EXERCISE REQUIREMENTS: Rewrite the lines from the line with "drop a point: the canal water channel" through the end of the records, replacing "deepest" with "farthest" and changing nothing else. Leave the pictures out of your answer.

— BEGIN DATA SUPPLIED —

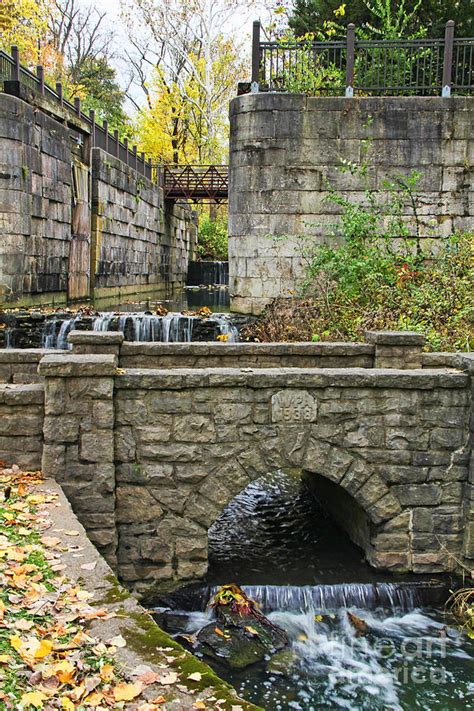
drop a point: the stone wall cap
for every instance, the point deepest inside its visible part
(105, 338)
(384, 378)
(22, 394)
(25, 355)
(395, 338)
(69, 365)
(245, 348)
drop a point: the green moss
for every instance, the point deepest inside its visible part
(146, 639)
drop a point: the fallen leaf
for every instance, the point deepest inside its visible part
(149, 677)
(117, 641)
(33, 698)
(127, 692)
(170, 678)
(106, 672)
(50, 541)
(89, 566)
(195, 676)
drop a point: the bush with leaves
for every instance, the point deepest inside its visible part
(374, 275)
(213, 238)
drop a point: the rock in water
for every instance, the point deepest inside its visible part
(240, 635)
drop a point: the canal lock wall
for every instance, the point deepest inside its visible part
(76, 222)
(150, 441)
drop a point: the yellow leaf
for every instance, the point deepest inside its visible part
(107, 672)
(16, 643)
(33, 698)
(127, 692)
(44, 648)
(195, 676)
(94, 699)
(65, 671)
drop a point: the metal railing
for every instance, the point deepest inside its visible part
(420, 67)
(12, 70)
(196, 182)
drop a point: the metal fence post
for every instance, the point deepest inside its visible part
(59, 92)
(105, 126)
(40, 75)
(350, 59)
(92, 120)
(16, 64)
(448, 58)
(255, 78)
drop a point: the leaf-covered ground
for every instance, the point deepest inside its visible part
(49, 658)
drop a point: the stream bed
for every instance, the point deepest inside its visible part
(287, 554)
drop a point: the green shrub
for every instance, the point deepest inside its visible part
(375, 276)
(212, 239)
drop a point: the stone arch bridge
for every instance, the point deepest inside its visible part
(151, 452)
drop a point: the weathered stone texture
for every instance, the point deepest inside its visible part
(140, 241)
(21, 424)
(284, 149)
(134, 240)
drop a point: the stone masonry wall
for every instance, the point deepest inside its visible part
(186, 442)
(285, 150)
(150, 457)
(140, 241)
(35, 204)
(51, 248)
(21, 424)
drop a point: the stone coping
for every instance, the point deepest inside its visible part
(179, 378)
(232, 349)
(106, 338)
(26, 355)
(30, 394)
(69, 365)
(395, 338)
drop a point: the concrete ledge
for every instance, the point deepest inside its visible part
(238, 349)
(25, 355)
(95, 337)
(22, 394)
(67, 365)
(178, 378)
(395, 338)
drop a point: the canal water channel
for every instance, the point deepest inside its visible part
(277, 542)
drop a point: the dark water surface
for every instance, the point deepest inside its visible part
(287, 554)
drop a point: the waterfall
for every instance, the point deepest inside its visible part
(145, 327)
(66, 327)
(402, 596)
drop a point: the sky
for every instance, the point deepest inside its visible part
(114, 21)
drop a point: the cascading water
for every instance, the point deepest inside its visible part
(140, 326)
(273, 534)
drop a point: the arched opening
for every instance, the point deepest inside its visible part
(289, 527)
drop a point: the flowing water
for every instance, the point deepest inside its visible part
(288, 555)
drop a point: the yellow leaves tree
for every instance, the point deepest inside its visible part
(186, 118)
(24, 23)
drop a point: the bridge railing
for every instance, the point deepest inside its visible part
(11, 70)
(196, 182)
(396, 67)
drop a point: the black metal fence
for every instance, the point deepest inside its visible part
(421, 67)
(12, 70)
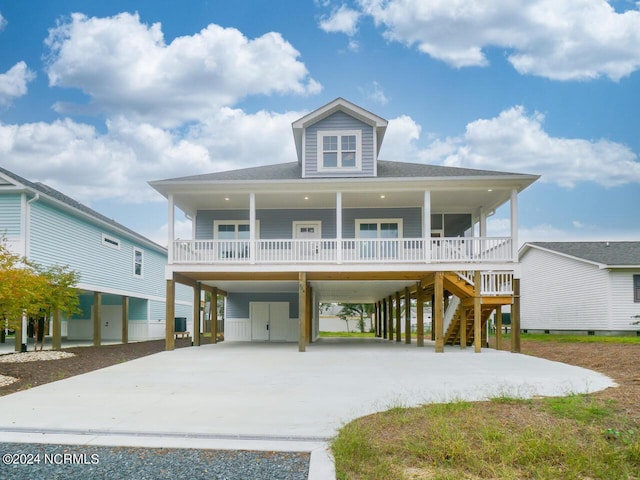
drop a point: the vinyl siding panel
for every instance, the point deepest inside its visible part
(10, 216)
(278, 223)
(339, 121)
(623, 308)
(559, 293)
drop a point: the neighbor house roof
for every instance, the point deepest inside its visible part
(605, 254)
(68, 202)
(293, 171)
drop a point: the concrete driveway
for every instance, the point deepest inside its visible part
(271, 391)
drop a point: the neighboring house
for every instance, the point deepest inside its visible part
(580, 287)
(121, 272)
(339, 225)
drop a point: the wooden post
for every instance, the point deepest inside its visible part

— END DATA SUPPLIED —

WORKED SOLUTION:
drop a point: the canal water channel
for every instance, the point farthest inside its visible part
(277, 542)
drop a point: the dark water surface
for every instance, the point farthest inside its visible part
(287, 554)
drop a point: the waterfall
for every instance, the point farthest inside its visible part
(145, 327)
(66, 327)
(402, 596)
drop a point: the sky
for every instance, the point farthest inside its visible part
(114, 21)
drop a point: the cascading water
for every instance, the point farthest inside its visible part
(140, 326)
(273, 534)
drop a point: the arched opening
for every instance, the point farthest inside its visible part
(289, 527)
drop a point: the flowing water
for every instance, the point farthest inside its visible part
(288, 555)
drop a point: the yellow leaves tree
for every instance, the point farthest inside its visible part
(186, 118)
(24, 23)
drop a point: the bridge railing
for every instance, the point farthest inside its visible part
(11, 70)
(196, 182)
(396, 67)
drop a point: the black metal fence
for every instance, the point farthest inside its visible part
(421, 67)
(12, 70)
drop a point: the vinyl siding panel
for every instance, the point farthest inside its visible part
(10, 216)
(278, 223)
(339, 121)
(623, 308)
(559, 293)
drop a point: the neighbor house roof
for every instance, the point farthest inside its visible part
(605, 254)
(68, 202)
(293, 171)
drop a point: the concrete driveway
for every instance, the point farthest inside its visible part
(271, 391)
drop a point: the neighboring house
for every instance, the point farthest inside its visible part
(580, 287)
(121, 272)
(339, 225)
drop a point: the wooden post
for every instance, the point farthest inside its visible part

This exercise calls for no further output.